>> START

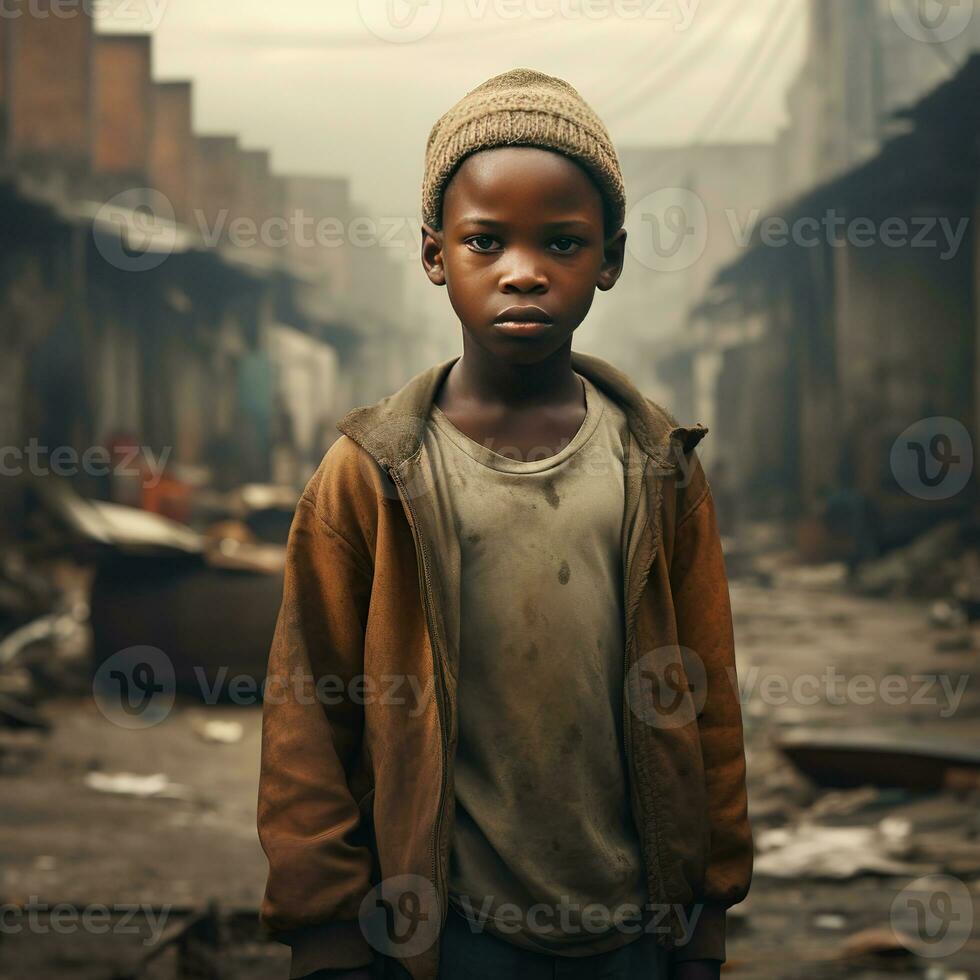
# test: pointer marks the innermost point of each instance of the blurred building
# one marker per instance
(163, 287)
(861, 324)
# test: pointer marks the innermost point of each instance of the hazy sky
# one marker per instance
(346, 86)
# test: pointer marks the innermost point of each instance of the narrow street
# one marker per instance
(195, 837)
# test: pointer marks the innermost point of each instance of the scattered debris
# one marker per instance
(923, 567)
(872, 942)
(856, 757)
(809, 850)
(130, 784)
(226, 732)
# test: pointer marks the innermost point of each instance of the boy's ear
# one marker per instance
(613, 256)
(432, 255)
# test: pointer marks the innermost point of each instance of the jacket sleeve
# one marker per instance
(308, 820)
(704, 625)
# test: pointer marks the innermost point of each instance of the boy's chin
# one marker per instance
(519, 348)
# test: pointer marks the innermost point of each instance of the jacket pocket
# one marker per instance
(366, 831)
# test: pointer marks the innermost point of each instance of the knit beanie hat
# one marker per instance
(521, 107)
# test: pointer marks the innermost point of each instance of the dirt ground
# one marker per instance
(62, 841)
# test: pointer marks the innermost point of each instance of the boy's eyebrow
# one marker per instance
(492, 223)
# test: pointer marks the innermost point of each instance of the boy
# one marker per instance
(516, 746)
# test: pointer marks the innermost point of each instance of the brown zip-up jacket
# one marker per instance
(356, 782)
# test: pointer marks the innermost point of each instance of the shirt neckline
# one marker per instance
(482, 454)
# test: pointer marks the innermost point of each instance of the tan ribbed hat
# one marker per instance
(521, 107)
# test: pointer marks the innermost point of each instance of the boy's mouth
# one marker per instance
(523, 320)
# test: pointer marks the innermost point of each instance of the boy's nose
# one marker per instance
(523, 277)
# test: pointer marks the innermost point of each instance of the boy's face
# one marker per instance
(522, 228)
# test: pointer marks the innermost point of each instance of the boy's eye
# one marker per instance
(481, 243)
(566, 246)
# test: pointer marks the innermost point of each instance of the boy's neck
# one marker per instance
(479, 377)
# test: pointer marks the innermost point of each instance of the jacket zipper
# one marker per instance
(423, 568)
(627, 721)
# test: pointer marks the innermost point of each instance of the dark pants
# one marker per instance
(468, 955)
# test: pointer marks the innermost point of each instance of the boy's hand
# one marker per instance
(696, 970)
(361, 973)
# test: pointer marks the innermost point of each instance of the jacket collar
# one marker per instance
(391, 430)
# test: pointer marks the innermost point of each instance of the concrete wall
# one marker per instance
(215, 182)
(49, 86)
(123, 108)
(171, 150)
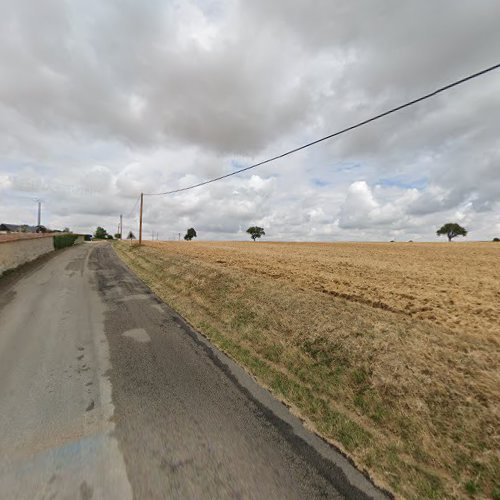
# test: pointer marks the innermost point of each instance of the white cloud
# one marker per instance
(102, 101)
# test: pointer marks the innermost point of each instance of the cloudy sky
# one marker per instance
(102, 100)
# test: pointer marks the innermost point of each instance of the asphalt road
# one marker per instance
(105, 392)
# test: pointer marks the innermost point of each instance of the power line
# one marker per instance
(134, 207)
(335, 134)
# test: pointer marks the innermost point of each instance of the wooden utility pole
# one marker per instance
(140, 219)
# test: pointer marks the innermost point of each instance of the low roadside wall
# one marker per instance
(14, 252)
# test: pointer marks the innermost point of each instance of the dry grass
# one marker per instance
(391, 351)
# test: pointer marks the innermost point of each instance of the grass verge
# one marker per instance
(408, 401)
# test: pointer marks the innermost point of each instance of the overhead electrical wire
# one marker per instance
(335, 134)
(133, 209)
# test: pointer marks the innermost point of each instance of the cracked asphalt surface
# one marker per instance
(105, 392)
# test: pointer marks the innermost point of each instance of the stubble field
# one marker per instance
(389, 350)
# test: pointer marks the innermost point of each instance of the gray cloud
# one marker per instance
(104, 100)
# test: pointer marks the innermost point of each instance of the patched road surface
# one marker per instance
(106, 393)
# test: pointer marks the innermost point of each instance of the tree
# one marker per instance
(100, 233)
(256, 232)
(452, 229)
(191, 233)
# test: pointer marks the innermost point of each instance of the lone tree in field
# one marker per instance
(256, 232)
(191, 233)
(452, 229)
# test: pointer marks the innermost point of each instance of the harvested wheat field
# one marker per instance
(389, 350)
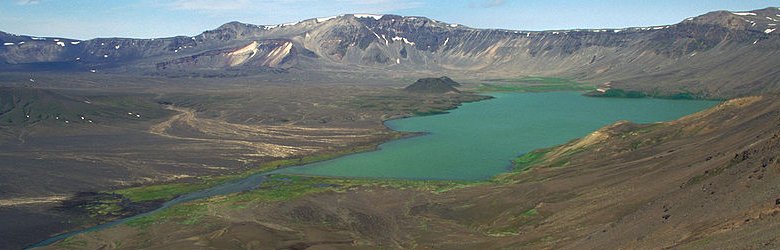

>> END

### Short task
Present all of the material above as a numbered list, one line per item, leaving out blank lines and the pictures.

### Solution to this problem
1. # test: pointer marks the innermost point of each instance of the blurred building
2. # one marker per instance
3. (163, 287)
4. (861, 324)
5. # test: pointer marks the innermost point of each instance of the hazy sky
6. # one marker per instance
7. (346, 86)
8. # test: pointer marks the innermost point of each instance of the narrow street
9. # one marker per instance
10. (195, 837)
11. # test: pointer marks the innermost point of each instance of the scattered debris
12. # one marker per instance
13. (923, 567)
14. (872, 942)
15. (856, 757)
16. (809, 850)
17. (130, 784)
18. (226, 732)
19. # test: pointer marks the innermost point of each instance of the boy's ear
20. # one marker per instance
21. (613, 256)
22. (432, 255)
23. # test: pointer marks the innermost point of each instance of the jacket sleeve
24. # one marker per instance
25. (308, 820)
26. (704, 625)
27. # test: pointer marks the innermost point of each instance of the boy's chin
28. # one marker per instance
29. (519, 348)
30. # test: pointer marks the innermost point of each instance of the jacket pocket
31. # one marker per instance
32. (366, 831)
33. # test: pointer marks the innermost point of each instance of the knit beanie hat
34. # one marker per instance
35. (521, 107)
36. # test: pointer marks the innermost point of each instance of the dirt ground
37. # one marker per instance
38. (62, 841)
39. # test: pointer marks the innermost point of each instance of the boy's eyebrow
40. # one marker per instance
41. (492, 223)
42. # test: pointer marks the innermost point of each instance of the boy
43. # one marker per instance
44. (516, 746)
45. # test: pointer marks the innermost point of each instance of the brown zip-up jacket
46. # one marker per instance
47. (356, 782)
48. # test: pointer marks the innermost point of each instance of the shirt neckline
49. # one marker per instance
50. (482, 454)
51. # test: pointer marks the innermost point of each instance of the tan ribbed hat
52. # one marker per instance
53. (521, 107)
54. # test: pointer marks the innermost point of each instance of the boy's mouth
55. # one marker per instance
56. (523, 320)
57. # test: pointer marks the innermost point of each instance of the boy's nose
58. # one marker per instance
59. (523, 277)
60. # test: pointer marks the innermost point of each instance of the boy's face
61. # one marker per instance
62. (522, 228)
63. # test: pointer marks the innermost point of each instance of the boy's eye
64. # one marker per instance
65. (481, 243)
66. (566, 246)
67. # test: pointer marks the innermost point of each instance of the boy's neck
68. # one marker per instance
69. (479, 377)
70. # test: pointer marks the innermost point of each instance of the jacket zipper
71. # one marker per instance
72. (423, 568)
73. (627, 721)
74. # test: pointer marks the innermost point of each instance of the dark pants
75. # one marker per instance
76. (468, 955)
77. # test: pointer marks the innermost point of each instance of the boy's hand
78. # one marker per instance
79. (696, 970)
80. (361, 973)
81. # test: pointer marks the innermost point of each instance of the jacket collar
82. # one marker per instance
83. (391, 430)
84. # test: pointer marks the innermost point of each instance of the concrete wall
85. # one marker per instance
86. (215, 182)
87. (49, 86)
88. (123, 108)
89. (171, 150)
90. # test: pointer marks the innermost point of each instance of the white cloud
91. # one marker per instance
92. (102, 101)
93. # test: pointer marks the innermost point of each instance of the cloudy sky
94. # one marker per instance
95. (102, 100)
96. # test: pointer marks the innermost point of each instance of the asphalt road
97. # one marker per instance
98. (105, 392)
99. # test: pointer marks the innermost point of each instance of the power line
100. # one marker per instance
101. (134, 207)
102. (335, 134)
103. # test: pointer marks the innermost point of each instance of the wooden utility pole
104. # one marker per instance
105. (140, 219)
106. # test: pointer marks the innermost point of each instance of the low roadside wall
107. # one marker per instance
108. (14, 252)
109. # test: pointer marks the innermost point of each instance of the dry grass
110. # one marker per instance
111. (391, 351)
112. # test: pointer marks the innermost point of each instance of the grass verge
113. # one marker per instance
114. (408, 401)
115. # test: pointer marks the innermost point of each instance of the overhead electrical wire
116. # one marker per instance
117. (335, 134)
118. (133, 209)
119. # test: pointer marks the innermost point of each instance of the cracked asphalt surface
120. # one marker per instance
121. (105, 392)
122. # test: pointer marks the innermost point of each instance of the stubble field
123. # one marker per instance
124. (389, 350)
125. # test: pointer marks the innermost point of each instance of the gray cloud
126. # one marker per instance
127. (104, 100)
128. # test: pointer marks the innermost point of each instance of the patched road surface
129. # one marker per instance
130. (106, 393)
131. # test: pointer marks the innermost point of each instance of the tree
132. # one marker per instance
133. (100, 233)
134. (256, 232)
135. (452, 229)
136. (191, 233)
137. # test: pointer marks the innermost point of each instance of the lone tree in field
138. # one marker per instance
139. (256, 232)
140. (191, 233)
141. (452, 229)
142. # test: pointer marks the innermost point of each instance of the harvested wheat field
143. # one marker per instance
144. (389, 350)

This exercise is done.